> _Exercise description_: Transcribe everything in the listing below exactly, except the pictures.

> _Records provided_:
>>>
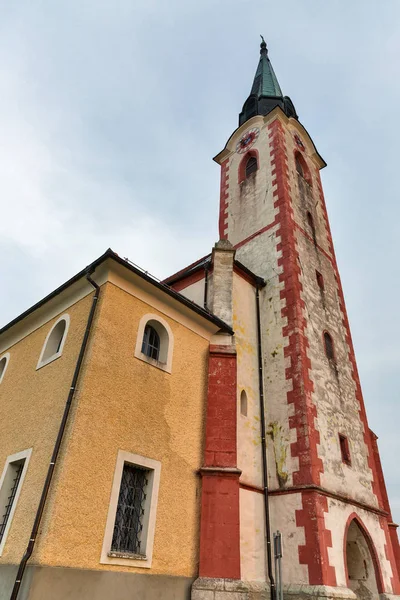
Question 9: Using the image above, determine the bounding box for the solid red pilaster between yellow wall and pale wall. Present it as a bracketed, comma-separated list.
[199, 346, 240, 579]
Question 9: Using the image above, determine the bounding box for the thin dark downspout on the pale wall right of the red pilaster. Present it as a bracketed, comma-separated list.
[256, 284, 276, 600]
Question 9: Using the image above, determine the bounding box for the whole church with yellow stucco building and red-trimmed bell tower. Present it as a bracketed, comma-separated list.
[0, 40, 400, 600]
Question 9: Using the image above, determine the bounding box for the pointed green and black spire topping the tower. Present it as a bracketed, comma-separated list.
[239, 36, 297, 125]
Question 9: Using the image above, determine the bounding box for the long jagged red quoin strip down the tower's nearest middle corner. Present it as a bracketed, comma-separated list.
[268, 119, 336, 585]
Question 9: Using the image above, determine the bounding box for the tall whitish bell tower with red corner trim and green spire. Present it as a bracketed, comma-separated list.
[215, 40, 400, 599]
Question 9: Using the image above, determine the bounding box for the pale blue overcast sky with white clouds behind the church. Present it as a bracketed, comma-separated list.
[0, 0, 400, 521]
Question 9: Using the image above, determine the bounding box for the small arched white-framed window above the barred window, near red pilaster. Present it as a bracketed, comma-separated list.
[135, 314, 174, 373]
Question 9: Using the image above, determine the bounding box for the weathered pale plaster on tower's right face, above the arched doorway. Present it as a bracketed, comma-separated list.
[286, 129, 377, 505]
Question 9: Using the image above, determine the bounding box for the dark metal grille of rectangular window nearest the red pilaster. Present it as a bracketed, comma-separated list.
[111, 464, 148, 554]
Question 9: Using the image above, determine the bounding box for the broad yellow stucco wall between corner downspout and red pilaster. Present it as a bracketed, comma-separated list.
[33, 283, 209, 576]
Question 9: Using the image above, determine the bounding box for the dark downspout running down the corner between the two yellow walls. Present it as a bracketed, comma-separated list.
[10, 273, 100, 600]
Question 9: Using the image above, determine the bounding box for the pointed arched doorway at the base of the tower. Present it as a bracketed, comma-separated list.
[345, 515, 383, 600]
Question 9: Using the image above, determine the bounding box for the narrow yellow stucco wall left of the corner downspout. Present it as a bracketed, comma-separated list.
[0, 296, 95, 565]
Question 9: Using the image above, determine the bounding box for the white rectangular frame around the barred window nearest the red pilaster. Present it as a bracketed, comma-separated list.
[100, 450, 161, 569]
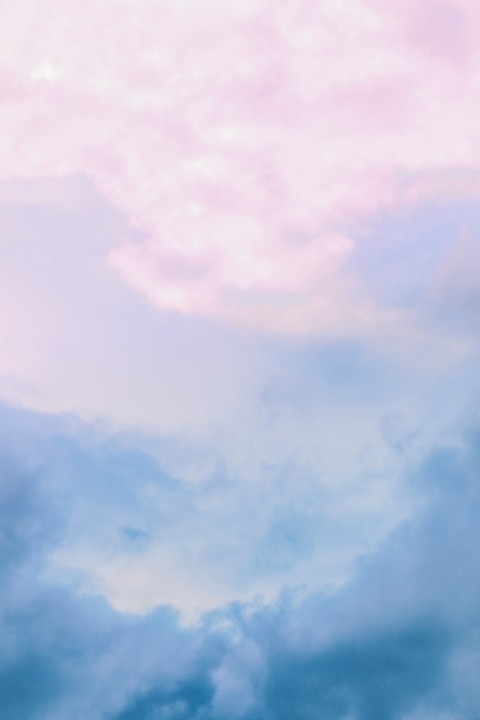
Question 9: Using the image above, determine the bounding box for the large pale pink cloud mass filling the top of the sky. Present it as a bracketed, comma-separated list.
[0, 0, 480, 333]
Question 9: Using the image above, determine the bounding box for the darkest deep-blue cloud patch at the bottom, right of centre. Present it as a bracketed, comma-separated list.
[265, 619, 450, 720]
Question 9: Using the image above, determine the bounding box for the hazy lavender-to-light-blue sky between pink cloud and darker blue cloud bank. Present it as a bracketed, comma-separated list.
[0, 177, 478, 617]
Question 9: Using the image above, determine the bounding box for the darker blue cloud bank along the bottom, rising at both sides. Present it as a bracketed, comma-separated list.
[0, 410, 480, 720]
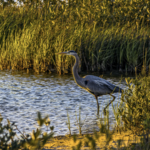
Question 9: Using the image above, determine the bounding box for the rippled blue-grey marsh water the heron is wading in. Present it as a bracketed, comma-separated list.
[0, 71, 125, 136]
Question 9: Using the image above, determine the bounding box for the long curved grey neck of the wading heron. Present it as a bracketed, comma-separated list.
[73, 56, 82, 85]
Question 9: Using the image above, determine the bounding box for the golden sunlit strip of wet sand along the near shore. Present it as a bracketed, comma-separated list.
[45, 131, 140, 150]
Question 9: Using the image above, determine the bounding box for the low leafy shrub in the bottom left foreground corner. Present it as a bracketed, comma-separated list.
[0, 112, 54, 150]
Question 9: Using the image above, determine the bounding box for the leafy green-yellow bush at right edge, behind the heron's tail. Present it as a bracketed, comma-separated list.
[119, 77, 150, 133]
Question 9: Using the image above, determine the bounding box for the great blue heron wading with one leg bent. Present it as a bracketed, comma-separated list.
[57, 50, 122, 115]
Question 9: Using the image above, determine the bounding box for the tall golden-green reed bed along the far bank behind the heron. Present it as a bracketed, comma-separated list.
[0, 0, 150, 74]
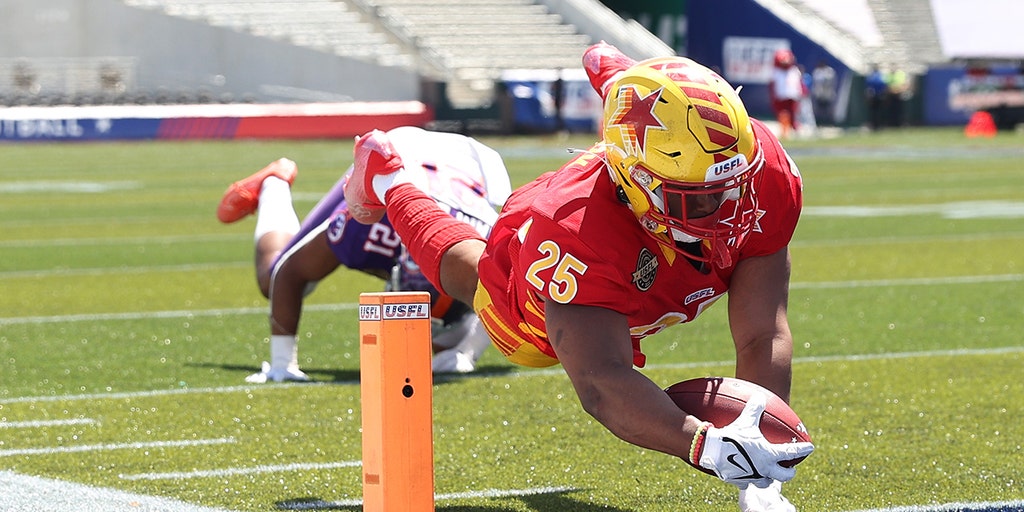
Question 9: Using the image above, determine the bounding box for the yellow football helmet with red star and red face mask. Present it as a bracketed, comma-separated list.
<<<
> _Exercise answer_:
Question 9: Using the image above, determine the bounding box for the solid red pilaster between yellow wall and pale wall. Present it as a bracketed, comma-separated list.
[199, 346, 240, 579]
Question 9: Using the image above, determine the bounding box for the thin dark downspout on the pale wall right of the red pilaster. Present it as a bracketed, comma-separated list.
[256, 284, 276, 600]
Question 9: Using the image above, determine the bounding box for the whole church with yellow stucco building and red-trimmed bell tower. Present it as a bracketed, comma-separated list.
[0, 40, 400, 600]
Question 9: Using the image above, determine the bounding box for the pointed green and black spire topping the tower. Present it as a bracketed, comma-separated list.
[239, 36, 297, 125]
Question 9: Using the image above, determine the bounding box for the long jagged red quoin strip down the tower's nearest middle corner. Present it as a bracketed, comma-separated list.
[268, 119, 336, 585]
Question 9: Using the image above, determine the bounding box for the tall whitish bell tower with red corner trim and green spire. Present it as a bracketed, comma-separated list.
[215, 40, 400, 599]
Question 9: Using the image above, determine the bounding box for the pale blue overcast sky with white clouds behind the church. Present it as a bracketed, comma-separated list.
[0, 0, 400, 521]
Question 9: Using the image above, determine the bounding box for the small arched white-framed window above the barred window, near red pilaster. Present it as a bracketed, comma-separated list.
[135, 314, 174, 373]
Question 9: Using the image above, determine the bounding box for the weathered pale plaster on tower's right face, above the arched doorway. Present it as a bracketed, comma-separated list.
[286, 129, 377, 505]
Question 9: Using the image above, determine the bounding box for the dark metal grille of rectangular window nearest the red pilaster. Present it as a bracketed, comma-separated list.
[111, 464, 148, 554]
Question 9: Using the image above, determine the bounding box for the broad yellow stucco wall between corner downspout and red pilaster. Present it as a bracketed, comma-separated list.
[33, 283, 209, 576]
Question 9: Using the image above, determine the bounding box for the dark downspout running down the corner between the two yellow walls. Present it as a bracketed, comma-separated list.
[10, 273, 100, 600]
Question 9: Using the image above, determine the bounding box for the pointed arched doorway at the base of the tower. Present it as a bracketed, comma-separated list.
[345, 515, 383, 600]
Question 9: Using the image above, determine the bounding box for the narrow yellow stucco wall left of the corner downspout. Present it as a bracketed, comma-separated list.
[0, 296, 95, 565]
Question 9: Using the image above, determine the bounding box for the white rectangular frame around the barred window nearest the red pilaster. Present it as a bracketed, comma-separated list.
[100, 450, 161, 569]
Question 9: Using the image above, determine the bounding box for the large pale pink cloud mass filling the top of the sky. Present it as a bracketed, comma-separated list.
[0, 0, 480, 333]
Question 9: Using the image above, determine the bounding box for the darkest deep-blue cloud patch at the bottom, right of centre. Present it as a bracketed, comma-separated list.
[265, 619, 450, 720]
Question 9: Using the image above, determine the bounding box for the hazy lavender-to-light-blue sky between pink cloud and darker blue cloud bank. Present it as a bracketed, comma-separated list.
[0, 177, 478, 617]
Question 9: Using the image above, determine the bounding box for the darker blue cloud bank along the bottom, rising at both sides. Present it as a bracketed, comma-separated list.
[0, 410, 480, 720]
Question 9: Using the image above, determine the bounding box for the rippled blue-grey marsh water the heron is wading in. Present it as a bracketed, comma-separated list.
[0, 71, 125, 136]
Question 9: Using the image above, determine the bounding box for the long curved grey neck of the wading heron. Present it as a bracketed, comma-separated list.
[73, 56, 82, 85]
Question 9: Using the image above, determine the bounding box for the golden sunlit strip of wet sand along the near shore. Present it as a bracketed, comma-separated list.
[45, 131, 140, 150]
Question 9: Using the image above, determine the bounding box for the low leafy shrub in the bottom left foreground corner. Present it as a bracketed, comma-separated list.
[0, 112, 54, 150]
Question 9: Using the image above, determine the bounding box for the leafy green-yellow bush at right edge, behind the heron's tail. Present it as a bracketed, comma-separated list.
[119, 77, 150, 133]
Question 9: Using the image above, determine the bounding box for the great blue heron wading with one leg bent. Present it as a bracketed, comma-separated list.
[57, 50, 122, 115]
Question 9: Using the image above, determine the bounding box for the tall golden-green reed bed along the far bank behind the heron. Present it as a bracketed, comma-separated list.
[0, 0, 150, 74]
Question 9: Using the image above, determine the bounding box for the yellow football helmet with red star and red face mask. Present it as a bracketed, comma-separated list.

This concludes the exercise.